▶ [Written request]: Pull out every line of text in the data below and reproduce each one word for word, leaving out the pictures.

Image region labeling entries
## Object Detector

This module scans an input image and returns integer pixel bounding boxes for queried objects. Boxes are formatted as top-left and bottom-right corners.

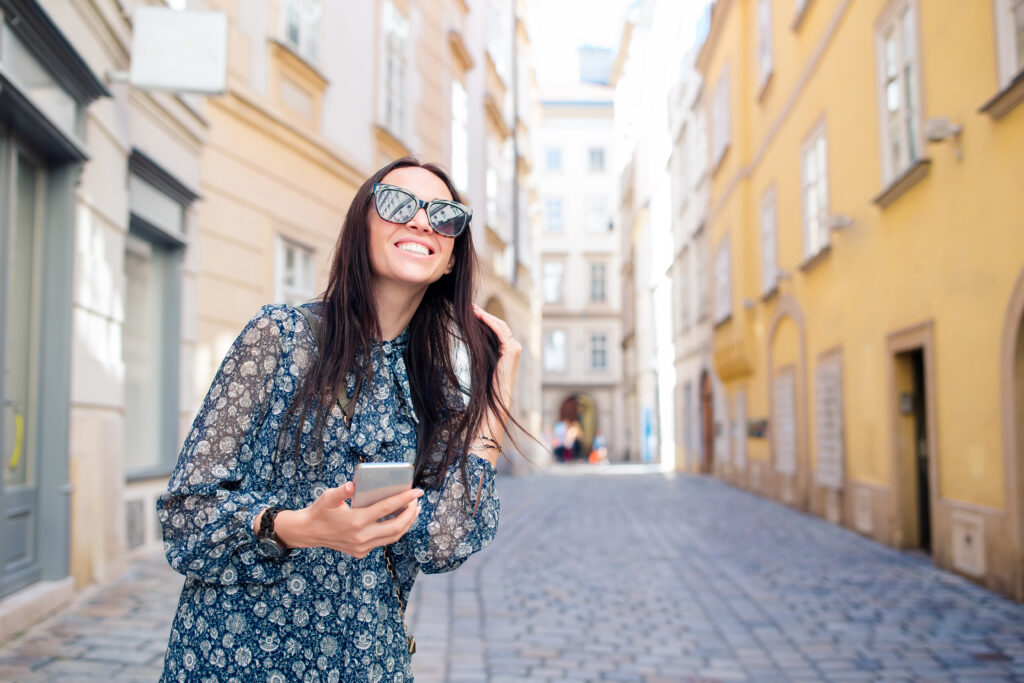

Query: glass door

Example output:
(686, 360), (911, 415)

(0, 137), (46, 596)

▶ [Written solution]:
## Object Detector

This module scans an input image and returns integer pixel bounding boxes for queried objects. Boxes are formatted as top-left and bottom-right corners.


Query: glass door

Example output:
(686, 360), (911, 415)

(0, 137), (46, 596)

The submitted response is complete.